◆ Trecho de origem ◆
1- Introdução. 2- A Justiça e seus desdobramentos. 3- Os dois
princípios da Justiça. 4- Conclusão. 5- Obra consultada





1- INTRODUÇÃO





As pessoas, de uma forma geral, possuem suas próprias convicções
em relação ao que venha a ser justiça. O grande problema é
acreditarem que tais ideais possam ser efetivamente reconhecidos
pela sociedade e pela própria classe político-administrativa. John
Rawls[1], teórico e culto pensador contemporâneo, nesta valorosa
obra, denominada "Uma Teoria da Justiça", ora enfocada, sugere
interpretações dinâmicas e viáveis na busca de uma teoria da
justiça, de possível conceituação formal.
O livro, resultado de profundo estudo histórico, fundamenta a
justiça como verdadeira e inviolável convicção humana, inabalável e
rígida, insuscetível de apelações políticas e convulsões sociais,
dentre outras manifestações societárias e administrativas. A
justiça aqui apresentada denomina-se, segundo o autor, em "justiça
como eqüidade", sugestão interpretativa de um status quo das
pessoas, incluídas e visualizadas no sistema despidas de direitos,
vínculos e demais valorações, não havendo privilégios, nem
prejuízos. As teorias decorrem de idéias centrais, originadas do
próprio estudo da filosofia. O igual, pressuposto para uma nova
conceituação do que venha a ser justiça, talvez não possa ser
avaliado com a exatidão necessária à exegese, principalmente diante
do mundo contemporâneo, mas, sem dúvida qualquer, é um importante
passo rumo a uma nova orientação político-administrativa,
reordenando idéias e princípios, na busca de uma sociedade mais
fraterna e, perdoando-se a redundância, também mais justa.

◆ Linhas extraídas ◆
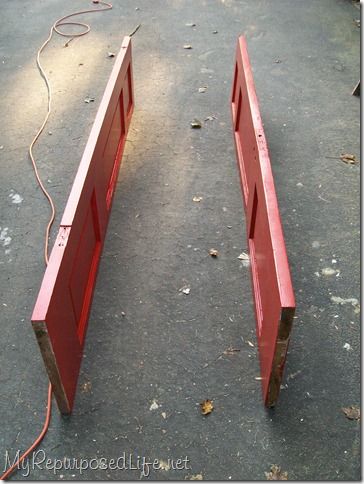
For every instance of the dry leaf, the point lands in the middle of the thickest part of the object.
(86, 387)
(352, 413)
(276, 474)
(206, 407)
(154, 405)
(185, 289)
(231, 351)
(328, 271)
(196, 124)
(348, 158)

--

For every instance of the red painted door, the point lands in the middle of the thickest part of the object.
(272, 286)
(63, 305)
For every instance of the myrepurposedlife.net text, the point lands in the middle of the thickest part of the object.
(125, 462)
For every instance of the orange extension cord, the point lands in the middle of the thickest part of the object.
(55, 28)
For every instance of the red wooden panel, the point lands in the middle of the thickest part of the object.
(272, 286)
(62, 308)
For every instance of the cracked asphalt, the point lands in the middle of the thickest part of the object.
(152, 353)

◆ O que se pede ◆
Dê sequência ao texto sobre a teoria da justiça de John Rawls a partir do ponto em que ele termina.

◆ Em resposta ◆
A leitura, embora difícil, não inibe a busca, página à página,
das descobertas patrocinadas por Rawls, conferindo, ao final, uma
visão até mesmo dogmática e prática da justiça, em seus mais
diferentes desdobramentos, viabilizando, inclusive a conceituação
formal e objetiva de uma teoria da justiça[2].





2 – A JUSTIÇA E SEUS DESDOBRAMENTOS





Verdade e justiça são indisponíveis. Tal afirmação, positiva,
valorada em sistemas diferentes, decorre de avaliação social
cotidiana, na permanente busca do equilíbrio e da própria eqüidade.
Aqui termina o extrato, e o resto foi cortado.